▶ _What to do_
Can you give back only the stretch of the listing from the line containing "Where can you see the bed?" through the line containing "Where can you see the window?", with "wall" changed to "tile" and everything else unchanged?

[Start of Data section]

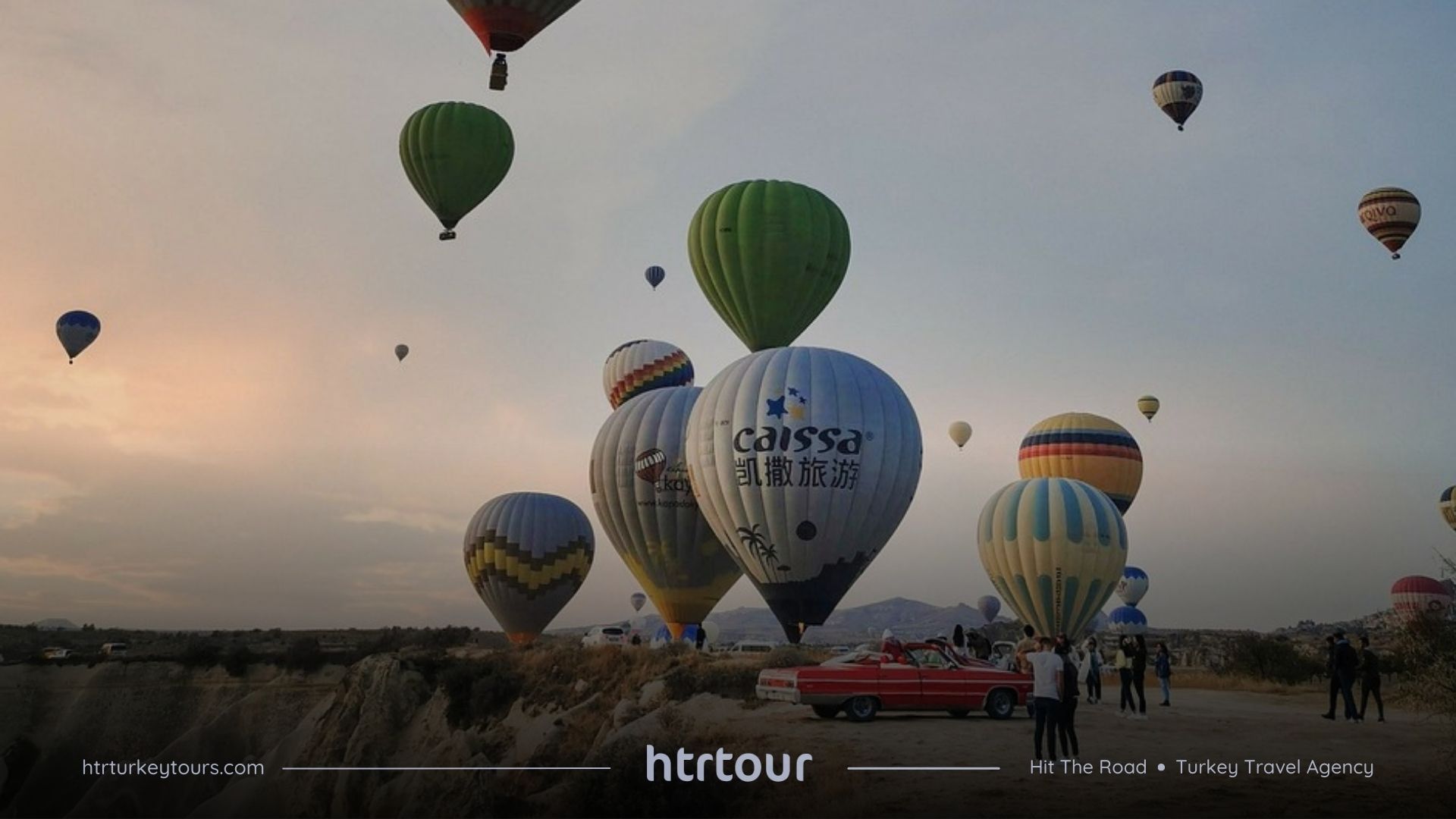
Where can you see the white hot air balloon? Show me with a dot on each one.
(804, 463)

[End of Data section]
[Start of Data section]

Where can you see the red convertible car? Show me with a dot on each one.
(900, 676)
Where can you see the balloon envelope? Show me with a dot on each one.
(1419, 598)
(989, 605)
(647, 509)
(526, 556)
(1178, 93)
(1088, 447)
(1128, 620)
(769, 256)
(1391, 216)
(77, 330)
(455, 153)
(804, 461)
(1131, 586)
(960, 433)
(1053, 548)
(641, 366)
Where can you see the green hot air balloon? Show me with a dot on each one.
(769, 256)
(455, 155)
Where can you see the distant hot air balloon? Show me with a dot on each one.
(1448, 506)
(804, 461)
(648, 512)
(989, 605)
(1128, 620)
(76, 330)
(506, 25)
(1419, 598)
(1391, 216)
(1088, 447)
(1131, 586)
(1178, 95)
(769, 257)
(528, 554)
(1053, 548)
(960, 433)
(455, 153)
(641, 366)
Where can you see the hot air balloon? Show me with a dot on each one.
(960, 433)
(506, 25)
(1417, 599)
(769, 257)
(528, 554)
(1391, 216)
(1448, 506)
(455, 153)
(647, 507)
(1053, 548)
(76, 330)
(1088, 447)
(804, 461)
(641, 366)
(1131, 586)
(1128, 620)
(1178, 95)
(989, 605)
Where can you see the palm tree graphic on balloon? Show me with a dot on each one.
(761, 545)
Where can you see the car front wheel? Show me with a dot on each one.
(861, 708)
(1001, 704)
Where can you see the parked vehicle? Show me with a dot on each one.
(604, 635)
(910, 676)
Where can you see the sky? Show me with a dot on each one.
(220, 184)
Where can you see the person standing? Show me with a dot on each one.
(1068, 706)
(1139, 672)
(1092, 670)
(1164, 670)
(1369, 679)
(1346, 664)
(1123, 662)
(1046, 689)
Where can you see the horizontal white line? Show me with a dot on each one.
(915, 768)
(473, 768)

[End of Data section]
[Start of Data section]

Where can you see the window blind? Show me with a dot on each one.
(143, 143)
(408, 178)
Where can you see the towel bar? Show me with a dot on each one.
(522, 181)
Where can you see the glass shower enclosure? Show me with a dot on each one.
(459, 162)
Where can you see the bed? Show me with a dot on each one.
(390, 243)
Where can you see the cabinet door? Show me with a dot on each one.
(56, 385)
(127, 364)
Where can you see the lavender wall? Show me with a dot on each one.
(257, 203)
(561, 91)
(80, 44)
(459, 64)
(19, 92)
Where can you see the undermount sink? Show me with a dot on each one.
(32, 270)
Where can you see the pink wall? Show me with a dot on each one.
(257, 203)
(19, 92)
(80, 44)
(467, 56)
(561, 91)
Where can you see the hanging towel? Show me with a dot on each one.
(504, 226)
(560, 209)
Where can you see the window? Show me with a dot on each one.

[End of Data section]

▶ _Correct answer_
Where can you see the bed? Show me with a dot on each one.
(390, 243)
Where can you see the cabinet door? Show me with a dot on each one.
(56, 385)
(127, 364)
Where can you see the lavender tile? Show me with a dot on each one.
(257, 203)
(561, 91)
(80, 44)
(459, 64)
(19, 92)
Where can you see the undermount sink? Show me with a dot on each one.
(32, 270)
Where can you see the pink tile? Show me with a dot on each one.
(257, 203)
(19, 92)
(80, 44)
(467, 56)
(561, 91)
Where can you see the hanging towel? Show me with a dot on each one.
(504, 226)
(560, 209)
Where can you see the window? Show me with a dot on each one.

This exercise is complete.